» Document extract:
%%
Mandala
 
 
A multimedia project for a solo performer and video image
 

Regarded as "one of the most influential performers/percussionists of the last 30 years" (Modern Drummer - Michael Bettine - 6/04) , Italian American composer Andrea Centazzo has performed in many of the most important festivals and concert seasons both in Europe and the USA as solist, conductor and with other great artists.
After a decade of mostly composing, conducting and videomaking, 3 years ago Centazzo went back to his first love: the solo percussion multimedia concert.
In this new project inspired by the name of the Buddhist Universe, Centazzo once again combines percussion, digital percussion and computer sequencing with his award winning videos bringing the emotion of a new sonic and visual adventure to the audience.
Here he presents a journey in music and images around the world, starting from the amazing Borobodur temple in Java: from Japan to Bali from Africa to Madagascar, his images and compositions blended with original samples of traditional music, reveals the beauty of lost paradises.
%%
» Given data:
%%
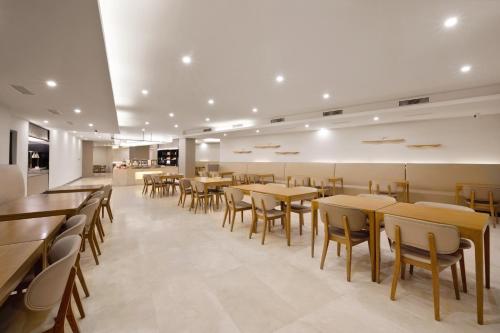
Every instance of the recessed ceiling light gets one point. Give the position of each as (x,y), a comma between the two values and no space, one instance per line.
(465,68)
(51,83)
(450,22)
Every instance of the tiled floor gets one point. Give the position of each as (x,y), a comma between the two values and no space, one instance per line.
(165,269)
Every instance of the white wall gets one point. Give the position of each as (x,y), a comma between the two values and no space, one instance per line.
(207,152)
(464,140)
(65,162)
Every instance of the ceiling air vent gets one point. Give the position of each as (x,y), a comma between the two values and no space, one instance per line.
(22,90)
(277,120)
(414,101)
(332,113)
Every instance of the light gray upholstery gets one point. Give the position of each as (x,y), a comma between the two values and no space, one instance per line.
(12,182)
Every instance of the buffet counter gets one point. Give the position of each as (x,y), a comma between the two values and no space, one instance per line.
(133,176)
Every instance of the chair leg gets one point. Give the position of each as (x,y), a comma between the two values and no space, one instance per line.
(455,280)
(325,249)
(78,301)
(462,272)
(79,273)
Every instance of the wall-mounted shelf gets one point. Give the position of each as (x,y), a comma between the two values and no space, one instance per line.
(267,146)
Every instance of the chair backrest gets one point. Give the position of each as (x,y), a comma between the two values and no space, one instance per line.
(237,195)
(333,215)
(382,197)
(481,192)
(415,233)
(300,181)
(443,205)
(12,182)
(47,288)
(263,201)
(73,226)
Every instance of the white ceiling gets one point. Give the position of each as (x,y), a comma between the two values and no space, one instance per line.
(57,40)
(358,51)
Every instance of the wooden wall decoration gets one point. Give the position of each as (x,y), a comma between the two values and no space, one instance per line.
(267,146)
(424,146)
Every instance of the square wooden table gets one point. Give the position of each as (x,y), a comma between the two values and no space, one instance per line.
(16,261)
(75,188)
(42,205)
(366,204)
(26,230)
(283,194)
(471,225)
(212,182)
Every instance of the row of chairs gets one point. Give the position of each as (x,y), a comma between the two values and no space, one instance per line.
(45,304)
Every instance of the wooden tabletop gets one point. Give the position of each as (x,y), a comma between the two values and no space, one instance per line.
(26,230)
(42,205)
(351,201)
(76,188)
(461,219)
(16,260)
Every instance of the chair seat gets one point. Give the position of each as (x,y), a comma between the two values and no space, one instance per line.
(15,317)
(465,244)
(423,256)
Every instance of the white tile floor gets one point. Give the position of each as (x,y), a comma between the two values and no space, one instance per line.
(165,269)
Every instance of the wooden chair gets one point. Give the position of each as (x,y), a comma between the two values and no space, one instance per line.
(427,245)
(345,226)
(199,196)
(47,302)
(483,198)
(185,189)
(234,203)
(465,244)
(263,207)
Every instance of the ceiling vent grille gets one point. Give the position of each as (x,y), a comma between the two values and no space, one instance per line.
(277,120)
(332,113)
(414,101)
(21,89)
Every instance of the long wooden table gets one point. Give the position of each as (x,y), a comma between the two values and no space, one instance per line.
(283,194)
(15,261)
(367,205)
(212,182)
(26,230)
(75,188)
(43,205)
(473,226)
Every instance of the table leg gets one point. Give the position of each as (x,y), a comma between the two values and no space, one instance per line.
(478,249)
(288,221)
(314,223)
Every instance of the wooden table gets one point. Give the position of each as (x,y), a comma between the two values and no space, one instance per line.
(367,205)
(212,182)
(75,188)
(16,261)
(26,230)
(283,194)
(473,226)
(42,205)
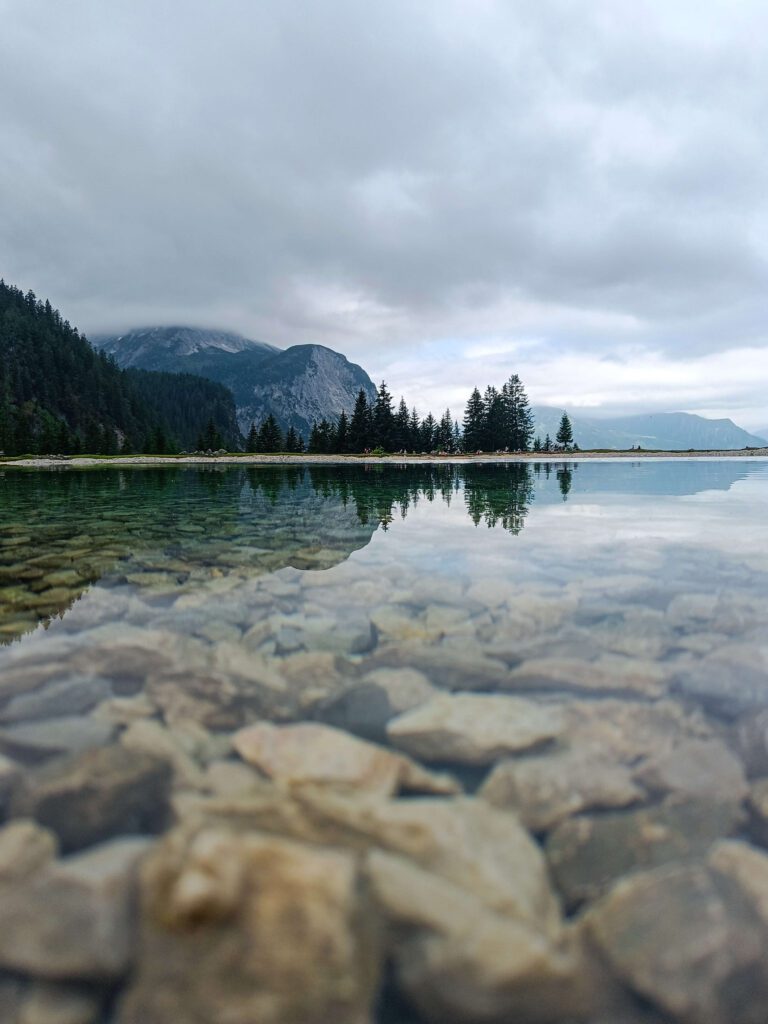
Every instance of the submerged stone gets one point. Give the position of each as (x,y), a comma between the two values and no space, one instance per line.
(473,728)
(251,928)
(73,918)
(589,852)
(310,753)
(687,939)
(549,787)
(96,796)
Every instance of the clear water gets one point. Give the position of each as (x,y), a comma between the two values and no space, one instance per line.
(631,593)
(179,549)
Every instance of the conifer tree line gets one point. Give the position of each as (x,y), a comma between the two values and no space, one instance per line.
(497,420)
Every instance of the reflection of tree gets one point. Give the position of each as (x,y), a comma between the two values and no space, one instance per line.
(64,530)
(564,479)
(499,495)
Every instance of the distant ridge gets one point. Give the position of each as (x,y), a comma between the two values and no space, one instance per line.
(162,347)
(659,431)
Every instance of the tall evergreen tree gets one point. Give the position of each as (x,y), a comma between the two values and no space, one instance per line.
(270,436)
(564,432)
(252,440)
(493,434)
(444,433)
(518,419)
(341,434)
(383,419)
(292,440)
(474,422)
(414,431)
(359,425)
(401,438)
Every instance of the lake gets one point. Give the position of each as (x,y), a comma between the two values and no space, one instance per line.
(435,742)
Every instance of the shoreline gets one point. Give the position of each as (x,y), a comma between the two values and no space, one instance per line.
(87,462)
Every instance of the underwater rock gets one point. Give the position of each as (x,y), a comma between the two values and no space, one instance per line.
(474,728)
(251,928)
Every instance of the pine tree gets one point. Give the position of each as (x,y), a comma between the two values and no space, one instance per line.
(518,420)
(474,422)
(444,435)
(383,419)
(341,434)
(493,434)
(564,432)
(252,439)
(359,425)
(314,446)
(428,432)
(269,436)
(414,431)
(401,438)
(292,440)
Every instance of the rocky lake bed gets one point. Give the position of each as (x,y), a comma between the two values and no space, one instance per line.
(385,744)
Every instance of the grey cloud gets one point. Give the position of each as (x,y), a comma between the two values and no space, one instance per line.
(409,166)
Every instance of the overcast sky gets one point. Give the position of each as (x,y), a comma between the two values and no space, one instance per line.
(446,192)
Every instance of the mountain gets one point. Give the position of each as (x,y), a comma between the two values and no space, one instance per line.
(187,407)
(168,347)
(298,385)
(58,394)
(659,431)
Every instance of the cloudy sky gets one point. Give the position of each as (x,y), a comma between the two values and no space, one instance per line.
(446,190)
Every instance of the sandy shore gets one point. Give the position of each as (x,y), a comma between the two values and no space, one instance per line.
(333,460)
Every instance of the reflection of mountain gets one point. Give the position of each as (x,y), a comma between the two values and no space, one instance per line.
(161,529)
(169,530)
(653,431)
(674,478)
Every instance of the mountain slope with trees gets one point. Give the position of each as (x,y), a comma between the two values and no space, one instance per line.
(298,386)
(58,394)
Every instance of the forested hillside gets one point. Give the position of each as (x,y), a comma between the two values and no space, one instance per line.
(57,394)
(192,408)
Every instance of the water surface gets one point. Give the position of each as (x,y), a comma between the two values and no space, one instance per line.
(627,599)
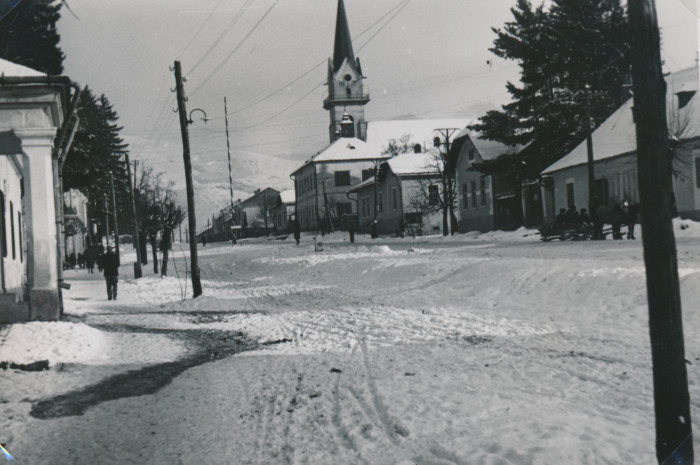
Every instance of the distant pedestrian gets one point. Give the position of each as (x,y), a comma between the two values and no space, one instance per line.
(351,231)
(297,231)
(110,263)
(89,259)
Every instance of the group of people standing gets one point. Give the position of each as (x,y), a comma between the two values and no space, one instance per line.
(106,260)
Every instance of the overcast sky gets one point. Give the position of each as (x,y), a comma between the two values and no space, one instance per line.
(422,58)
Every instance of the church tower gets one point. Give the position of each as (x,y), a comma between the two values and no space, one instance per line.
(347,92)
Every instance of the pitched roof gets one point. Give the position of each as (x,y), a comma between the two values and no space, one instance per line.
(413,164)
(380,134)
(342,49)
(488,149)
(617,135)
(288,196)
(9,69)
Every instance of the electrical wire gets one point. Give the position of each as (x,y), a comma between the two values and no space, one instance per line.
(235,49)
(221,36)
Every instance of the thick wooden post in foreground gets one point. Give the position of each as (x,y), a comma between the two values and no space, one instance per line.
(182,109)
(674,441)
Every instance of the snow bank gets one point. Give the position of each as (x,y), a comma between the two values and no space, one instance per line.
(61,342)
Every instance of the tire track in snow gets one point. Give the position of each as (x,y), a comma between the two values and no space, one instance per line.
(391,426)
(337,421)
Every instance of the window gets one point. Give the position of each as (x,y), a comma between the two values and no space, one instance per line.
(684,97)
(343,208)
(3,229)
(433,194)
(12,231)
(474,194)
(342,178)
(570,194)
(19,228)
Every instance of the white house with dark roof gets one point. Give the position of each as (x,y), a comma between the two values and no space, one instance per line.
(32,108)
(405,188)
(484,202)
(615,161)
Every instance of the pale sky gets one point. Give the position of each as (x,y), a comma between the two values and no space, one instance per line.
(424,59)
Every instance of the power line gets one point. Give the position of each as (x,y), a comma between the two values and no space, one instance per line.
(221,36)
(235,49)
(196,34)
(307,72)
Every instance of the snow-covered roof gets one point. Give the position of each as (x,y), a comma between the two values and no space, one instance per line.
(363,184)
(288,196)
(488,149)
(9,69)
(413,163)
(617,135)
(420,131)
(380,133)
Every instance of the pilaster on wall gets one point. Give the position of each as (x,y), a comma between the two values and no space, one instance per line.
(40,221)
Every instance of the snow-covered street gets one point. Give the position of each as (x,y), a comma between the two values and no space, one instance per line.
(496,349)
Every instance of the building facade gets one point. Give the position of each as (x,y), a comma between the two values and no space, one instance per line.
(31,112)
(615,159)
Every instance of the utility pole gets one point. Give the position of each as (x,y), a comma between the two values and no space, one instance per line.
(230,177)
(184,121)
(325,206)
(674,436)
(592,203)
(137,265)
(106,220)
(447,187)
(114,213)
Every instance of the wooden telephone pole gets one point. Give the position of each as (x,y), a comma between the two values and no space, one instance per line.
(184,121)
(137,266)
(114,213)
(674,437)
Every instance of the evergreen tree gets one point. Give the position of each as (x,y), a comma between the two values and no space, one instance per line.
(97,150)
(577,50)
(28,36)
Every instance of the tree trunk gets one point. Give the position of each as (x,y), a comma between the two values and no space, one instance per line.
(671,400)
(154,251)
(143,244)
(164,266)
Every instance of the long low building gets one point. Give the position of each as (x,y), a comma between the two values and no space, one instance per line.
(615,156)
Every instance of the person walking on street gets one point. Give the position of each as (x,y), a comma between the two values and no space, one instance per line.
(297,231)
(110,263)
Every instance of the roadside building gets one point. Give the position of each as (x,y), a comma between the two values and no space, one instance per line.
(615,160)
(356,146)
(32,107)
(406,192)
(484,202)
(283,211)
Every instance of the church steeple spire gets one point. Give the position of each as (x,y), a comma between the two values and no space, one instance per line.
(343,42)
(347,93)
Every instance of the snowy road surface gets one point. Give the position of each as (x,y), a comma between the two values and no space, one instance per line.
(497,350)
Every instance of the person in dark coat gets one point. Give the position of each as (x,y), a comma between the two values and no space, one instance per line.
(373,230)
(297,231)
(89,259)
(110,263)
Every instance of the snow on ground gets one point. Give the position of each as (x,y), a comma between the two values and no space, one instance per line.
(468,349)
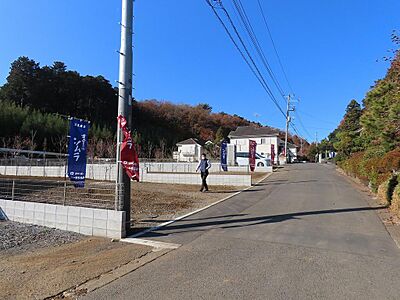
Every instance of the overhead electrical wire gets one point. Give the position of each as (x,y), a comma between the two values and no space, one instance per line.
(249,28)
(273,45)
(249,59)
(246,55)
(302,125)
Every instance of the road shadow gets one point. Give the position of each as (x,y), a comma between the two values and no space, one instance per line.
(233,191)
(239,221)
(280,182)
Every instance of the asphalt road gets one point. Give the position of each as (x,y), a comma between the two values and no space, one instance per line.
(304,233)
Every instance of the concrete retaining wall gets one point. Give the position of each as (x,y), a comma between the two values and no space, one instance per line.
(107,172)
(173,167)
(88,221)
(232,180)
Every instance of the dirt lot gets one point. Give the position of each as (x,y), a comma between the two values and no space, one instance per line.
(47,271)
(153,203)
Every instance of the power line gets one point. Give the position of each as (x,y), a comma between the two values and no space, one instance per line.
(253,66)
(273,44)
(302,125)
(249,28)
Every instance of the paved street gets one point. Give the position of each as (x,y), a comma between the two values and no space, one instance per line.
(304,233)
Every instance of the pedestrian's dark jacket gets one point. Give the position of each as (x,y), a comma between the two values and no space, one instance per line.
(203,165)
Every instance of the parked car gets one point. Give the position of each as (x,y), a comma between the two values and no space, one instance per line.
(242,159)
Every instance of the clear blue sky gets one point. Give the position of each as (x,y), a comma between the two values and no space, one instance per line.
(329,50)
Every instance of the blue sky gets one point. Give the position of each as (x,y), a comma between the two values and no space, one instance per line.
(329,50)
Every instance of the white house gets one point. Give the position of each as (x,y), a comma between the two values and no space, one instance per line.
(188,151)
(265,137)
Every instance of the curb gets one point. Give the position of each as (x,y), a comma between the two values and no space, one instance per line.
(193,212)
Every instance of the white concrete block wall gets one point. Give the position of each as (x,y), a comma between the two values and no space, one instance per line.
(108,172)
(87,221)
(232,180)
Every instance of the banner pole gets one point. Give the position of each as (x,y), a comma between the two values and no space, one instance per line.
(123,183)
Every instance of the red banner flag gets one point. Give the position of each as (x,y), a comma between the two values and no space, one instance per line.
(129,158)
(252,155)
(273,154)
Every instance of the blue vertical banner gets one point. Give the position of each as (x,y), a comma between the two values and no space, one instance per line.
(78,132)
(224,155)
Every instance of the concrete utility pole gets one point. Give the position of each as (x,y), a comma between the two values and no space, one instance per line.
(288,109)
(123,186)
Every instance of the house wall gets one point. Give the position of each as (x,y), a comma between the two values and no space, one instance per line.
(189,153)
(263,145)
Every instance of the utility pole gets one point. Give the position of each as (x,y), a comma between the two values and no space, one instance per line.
%%
» Short task A:
Answer these questions about the Mandala page:
(i) Which publication is quoted calling Centazzo "one of the most influential performers/percussionists of the last 30 years"?
(ii) What inspired the name of the new project?
(iii) At which temple does the journey in music and images begin?
» Short task B: List every line of the entries that contains the string "banner".
The Mandala page and the entries are unrelated material.

» Result A:
(i) Modern Drummer
(ii) The name of the Buddhist Universe
(iii) The Borobodur temple in Java

» Result B:
Every instance of the banner pole gets one point. Give the position of each as (x,y), a comma between the two values and no space, one instance per line.
Every instance of the red banner flag gets one point. Give the position of each as (x,y), a comma between the two values and no space, one instance per line.
Every instance of the blue vertical banner gets one point. Give the position of each as (x,y), a comma between the two values and no space, one instance per line.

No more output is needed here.